Each line of the data below must be reproduced without any change.

(Items listed in a dataset)
··········
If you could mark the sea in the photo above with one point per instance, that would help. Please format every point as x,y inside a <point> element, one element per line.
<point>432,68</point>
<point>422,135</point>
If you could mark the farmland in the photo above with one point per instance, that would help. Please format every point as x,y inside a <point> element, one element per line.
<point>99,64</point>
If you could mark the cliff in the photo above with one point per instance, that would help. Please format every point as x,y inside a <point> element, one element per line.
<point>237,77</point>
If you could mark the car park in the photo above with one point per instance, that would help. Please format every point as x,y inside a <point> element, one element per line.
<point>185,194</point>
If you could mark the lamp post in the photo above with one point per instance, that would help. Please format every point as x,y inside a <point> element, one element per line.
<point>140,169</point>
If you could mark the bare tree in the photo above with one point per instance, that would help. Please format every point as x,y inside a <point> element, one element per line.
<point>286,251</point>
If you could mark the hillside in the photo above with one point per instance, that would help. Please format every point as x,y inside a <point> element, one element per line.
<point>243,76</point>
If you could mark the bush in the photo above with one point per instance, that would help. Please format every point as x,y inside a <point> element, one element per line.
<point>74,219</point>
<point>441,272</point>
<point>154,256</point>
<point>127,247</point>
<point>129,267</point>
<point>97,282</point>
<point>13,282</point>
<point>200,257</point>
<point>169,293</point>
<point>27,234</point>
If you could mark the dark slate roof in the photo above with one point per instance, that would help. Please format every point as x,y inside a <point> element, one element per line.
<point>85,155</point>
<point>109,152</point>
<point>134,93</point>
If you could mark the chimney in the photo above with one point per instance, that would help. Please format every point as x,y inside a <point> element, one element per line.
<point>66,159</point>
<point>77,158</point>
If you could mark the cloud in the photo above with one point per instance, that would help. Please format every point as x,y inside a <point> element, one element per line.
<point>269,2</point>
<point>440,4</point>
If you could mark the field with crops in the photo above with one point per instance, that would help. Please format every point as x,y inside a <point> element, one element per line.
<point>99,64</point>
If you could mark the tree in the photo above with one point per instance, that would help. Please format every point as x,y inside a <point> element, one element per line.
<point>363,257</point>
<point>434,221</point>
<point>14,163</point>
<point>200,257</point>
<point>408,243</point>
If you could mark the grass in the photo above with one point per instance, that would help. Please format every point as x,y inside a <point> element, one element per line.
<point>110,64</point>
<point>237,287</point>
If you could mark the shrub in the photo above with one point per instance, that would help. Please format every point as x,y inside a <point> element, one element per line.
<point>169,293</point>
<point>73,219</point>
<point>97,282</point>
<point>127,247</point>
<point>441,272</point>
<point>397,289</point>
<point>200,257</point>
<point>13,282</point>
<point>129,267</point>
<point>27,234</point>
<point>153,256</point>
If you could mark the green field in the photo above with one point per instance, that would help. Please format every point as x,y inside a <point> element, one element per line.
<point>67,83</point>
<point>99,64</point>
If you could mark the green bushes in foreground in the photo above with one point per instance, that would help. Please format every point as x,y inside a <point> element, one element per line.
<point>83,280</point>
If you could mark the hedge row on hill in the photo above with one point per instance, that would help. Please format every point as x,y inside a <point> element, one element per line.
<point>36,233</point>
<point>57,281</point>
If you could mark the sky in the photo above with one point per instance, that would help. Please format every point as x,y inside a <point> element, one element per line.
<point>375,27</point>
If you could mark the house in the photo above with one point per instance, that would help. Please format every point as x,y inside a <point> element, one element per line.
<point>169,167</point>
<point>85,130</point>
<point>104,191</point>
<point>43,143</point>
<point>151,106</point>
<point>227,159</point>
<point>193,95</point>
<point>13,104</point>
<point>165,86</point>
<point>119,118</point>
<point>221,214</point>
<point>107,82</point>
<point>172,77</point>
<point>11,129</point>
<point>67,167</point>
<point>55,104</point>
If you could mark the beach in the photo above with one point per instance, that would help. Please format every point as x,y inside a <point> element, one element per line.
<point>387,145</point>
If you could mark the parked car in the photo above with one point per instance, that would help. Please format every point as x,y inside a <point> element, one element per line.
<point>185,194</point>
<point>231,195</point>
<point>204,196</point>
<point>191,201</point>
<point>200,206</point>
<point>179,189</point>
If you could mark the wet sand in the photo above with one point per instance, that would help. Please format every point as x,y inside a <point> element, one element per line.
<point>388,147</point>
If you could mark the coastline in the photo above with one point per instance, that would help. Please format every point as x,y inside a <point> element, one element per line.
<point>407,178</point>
··········
▶ [WRITTEN REPLY]
If you could mark the sea in the photo above with one point per instance, that would help. Please format every point as x,y inside a <point> element, one element per line.
<point>432,68</point>
<point>422,135</point>
If you could mark the farmland in the photo above with one point per instance, that would help. Please format every point as x,y inside a <point> element, one element per line.
<point>99,64</point>
If you could mark the cliff in the photo above with one point per instance, that would help. Please format every point as x,y inside a <point> element, one element per line.
<point>237,77</point>
If you could mark the car park in the photo above with one point per instance, that would help. Please format every point as x,y inside a <point> element, one element per line.
<point>185,194</point>
If you could mark the lamp post in the photo above with one point per instance, that would help. Please format every point as x,y inside a <point> element, one element per line.
<point>140,169</point>
If you could mark the bare tree in the photo above with one point per instance, that would help. Please format every point as x,y inside a <point> element, one element per line.
<point>286,251</point>
If you could mark the hillside in the photo above with one point per instance, that would help. Please format every point as x,y inside a <point> element, one element per line.
<point>243,76</point>
If you could mark the bush in the photo above with one point per instance, that would help. Please format every point as x,y inside a <point> element, one element per line.
<point>74,219</point>
<point>441,272</point>
<point>154,256</point>
<point>127,247</point>
<point>129,267</point>
<point>97,282</point>
<point>13,282</point>
<point>200,257</point>
<point>169,293</point>
<point>27,234</point>
If you could mark the dark slate roof in the photo above with one point per instance, that would help. Please format every point as x,y inside a <point> element, one element per line.
<point>85,155</point>
<point>109,152</point>
<point>134,93</point>
If you could mark the chimney in the photo above with one point per instance, that would help. Please format every point as x,y inside a <point> element, one element per line.
<point>66,159</point>
<point>77,158</point>
If you could mark the cloud in the photo above with one point per instance, that would help. Please format every point as x,y inside a <point> element, one element per line.
<point>269,2</point>
<point>440,4</point>
If you could mark the field with crops in the photo above with one point per instance, that would help. Please format every point as x,y inside a <point> element, one element per line.
<point>99,64</point>
If you could mark the tree in the photo above with one point per instance, that would help. Please format every point as x,y inside a <point> element, one element per line.
<point>363,257</point>
<point>434,221</point>
<point>14,163</point>
<point>200,257</point>
<point>408,243</point>
If you could mark the grass in the photo above with one point per instance, that would help. Please format every point as x,y inside a <point> element, one element per line.
<point>110,64</point>
<point>237,287</point>
If you could mark the shrub in the photo above with one point per instance, that would help. Please format every point as x,y inside a <point> element, one element per line.
<point>169,293</point>
<point>73,219</point>
<point>97,282</point>
<point>127,247</point>
<point>441,272</point>
<point>397,289</point>
<point>200,257</point>
<point>13,282</point>
<point>129,267</point>
<point>27,234</point>
<point>153,256</point>
If you could mark the green field in the photo above with one point per instance, that would help. Please format every point as x,y inside a <point> element, one element per line.
<point>67,83</point>
<point>99,64</point>
If you could mark the green bushes in foreground in the photo above with one point per instance, that would help. Please format every point as x,y inside a <point> element, one element per line.
<point>83,280</point>
If you could mark the hedge row on hill in the photo above with one point per instance, that would help. Please format every point as x,y inside a <point> element, one element per line.
<point>36,233</point>
<point>57,281</point>
If you could mark the sky in the photo above with one point per instance, that would help. Please format every point as x,y inside a <point> element, one element per line.
<point>375,27</point>
If you could mark the house in the photo above with one point per instance, that would help. Please format every point as x,y inside a <point> element, one element per line.
<point>169,167</point>
<point>85,130</point>
<point>104,191</point>
<point>43,143</point>
<point>151,106</point>
<point>227,159</point>
<point>193,95</point>
<point>13,104</point>
<point>165,86</point>
<point>119,118</point>
<point>221,214</point>
<point>107,82</point>
<point>172,77</point>
<point>11,129</point>
<point>67,167</point>
<point>55,104</point>
If you could mark the beach in the photo above with one point per instance, that would help. Please format every point as x,y inside a <point> element, one element per line.
<point>387,145</point>
If you could mark the parked car in the photo above with one point per instance, that would help. Please format every point as x,y inside a <point> element, one element per line.
<point>185,194</point>
<point>231,195</point>
<point>204,196</point>
<point>191,201</point>
<point>200,206</point>
<point>179,189</point>
If you could mark the wet sand in the photo above with one point per instance, that would help. Please format every point as x,y inside a <point> element, one element per line.
<point>388,147</point>
If you could mark the coastline in the photo above with one point per instance, that would help. Please format every point as x,y inside a <point> element, one element per line.
<point>407,178</point>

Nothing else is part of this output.